• [Aufgabe 1]: Wie lauten die Zeilen der Datensätze von der Zeile mit „Point out the gray long-sleeve“ bis zum Ende der Datensätze, wenn „blonde hair fringe“ gegen „blonde bangs“ getauscht und sonst nichts verändert wird?

• [Textauszug]:

»»

Frage an Markus Ferber von Wolfgang M. bezüglich Gesellschaftspolitik, soziale Gruppen
Sehr geehrter Herr Ferber,
am 1. Juli diesen Jahres trat in Spanien ein sogenanntes "Gesetz zum Schutz der Bürger " in Kraft:
Die Teilnahme an einer spontanen Demonstration kosten bis zu 1000 Euro.
Der Aufruf zu einem solchem Protest via sozialen Netzwerk kostet ebenfalls bis zu 1000 Euro. Kommt es zu Ausschreitungen bei dieser Demonstration kostet dies bis zu 30.000 Euro. Wer sich nicht ausweisen will oder passiven Widerstand bei einer Räumung zeigt, dem kostet dies ebenfalls 30.000 Euro.
Das Demonstrieren in der Nähe der Regierungsgebäude kostet bis zu 600.000 Euro. Das Fotografieren - auch rechtswidriger Aktionen - von Polizisten ist bei Strafe verboten. Subjektiv Respektloses Behandeln von Polizisten kostet 600 Euro. Eine einfache Auflösung jeder friedlichen Demonstration ist durch die Polizei unkompliziert möglich. Das Verbreiten einer Demonstration via sozialem Netzwerk ist strafbar.
Ist in ihren Augen dieses Gesetz noch mit einem demokratischen Gemeinwesen vereinbar? (bitte ausführliche Begründung)
Wenn nein, welche Initiativen haben Sie oder ihre Kollegen der EVP aus Deutschland ergriffen, um ihre spanische Schwesterpartei davon abzuhalten bzw. dies zu revidieren?
Wenn ja, unter welchen Umständen würden Sie dieses Gesetz auch in Deutschland befürworten?
Mit freundlichen Grüßen
W. M.
Sehr geehrter Herr M.,
haben Sie vielen Dank für Ihre Fragen hinsichtlich des spanischen Gesetzes "Ley de Seguridad Ciudadana".
Das Gesetz wurde nach jahrelangen Verhandlungen verabschiedet und ersetzt das sogenannte "Corcuera Act"-Gesetz aus dem Jahr 1992. Ziel der Reform des Gesetzes ist der Schutz der öffentlichen Sicherheit in Spanien.

««

• [Aufgabe 2]: Kannst du den Absatz im Textauszug, der mit „Das Demonstrieren in der Nähe der Regierungsgebäude“ beginnt, als knappe Stichpunktliste wiedergeben, ohne seine wesentlichen Angaben zu verlieren?

• [Vorliegende Datensätze]:

»»

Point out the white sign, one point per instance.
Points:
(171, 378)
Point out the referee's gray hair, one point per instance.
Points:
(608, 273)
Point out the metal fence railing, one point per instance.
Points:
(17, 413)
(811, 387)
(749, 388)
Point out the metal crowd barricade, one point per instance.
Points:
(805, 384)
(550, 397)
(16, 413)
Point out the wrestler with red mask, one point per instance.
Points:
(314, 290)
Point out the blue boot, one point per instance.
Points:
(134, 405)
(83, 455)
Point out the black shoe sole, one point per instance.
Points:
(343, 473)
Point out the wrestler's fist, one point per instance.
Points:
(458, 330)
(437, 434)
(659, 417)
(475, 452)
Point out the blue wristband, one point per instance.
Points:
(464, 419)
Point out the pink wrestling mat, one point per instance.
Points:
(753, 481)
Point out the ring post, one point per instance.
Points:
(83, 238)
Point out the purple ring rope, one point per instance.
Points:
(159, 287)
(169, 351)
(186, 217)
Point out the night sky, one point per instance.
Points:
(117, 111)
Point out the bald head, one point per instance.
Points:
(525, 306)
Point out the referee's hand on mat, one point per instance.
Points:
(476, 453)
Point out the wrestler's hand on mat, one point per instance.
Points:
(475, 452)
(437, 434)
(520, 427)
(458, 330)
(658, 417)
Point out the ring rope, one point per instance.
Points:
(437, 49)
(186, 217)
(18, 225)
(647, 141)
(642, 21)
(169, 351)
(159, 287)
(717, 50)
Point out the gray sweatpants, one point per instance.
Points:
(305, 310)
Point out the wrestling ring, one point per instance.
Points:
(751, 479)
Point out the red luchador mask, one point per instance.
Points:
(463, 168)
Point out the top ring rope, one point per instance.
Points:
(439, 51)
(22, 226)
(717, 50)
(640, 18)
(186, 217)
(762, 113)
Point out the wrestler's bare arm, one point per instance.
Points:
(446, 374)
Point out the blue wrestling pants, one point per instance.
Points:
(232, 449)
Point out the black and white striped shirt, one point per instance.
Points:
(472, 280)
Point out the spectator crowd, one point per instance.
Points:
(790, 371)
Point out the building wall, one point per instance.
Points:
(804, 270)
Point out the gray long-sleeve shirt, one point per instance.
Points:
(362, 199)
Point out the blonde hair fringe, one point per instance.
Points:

««

• [Korrekte Ausgabe 1]:
Point out the gray long-sleeve shirt, one point per instance.
Points:
(362, 199)
Point out the blonde bangs, one point per instance.
Points:

• [Korrekte Ausgabe 2]:
- Demonstrieren nahe Regierungsgebäuden: bis zu 600.000 Euro
- Fotografieren von Polizisten, auch bei rechtswidrigen Aktionen: bei Strafe verboten
- Subjektiv respektloses Behandeln von Polizisten: 600 Euro
- Auflösung jeder friedlichen Demonstration durch die Polizei: einfach und unkompliziert möglich
- Verbreiten einer Demonstration über soziale Netzwerke: strafbar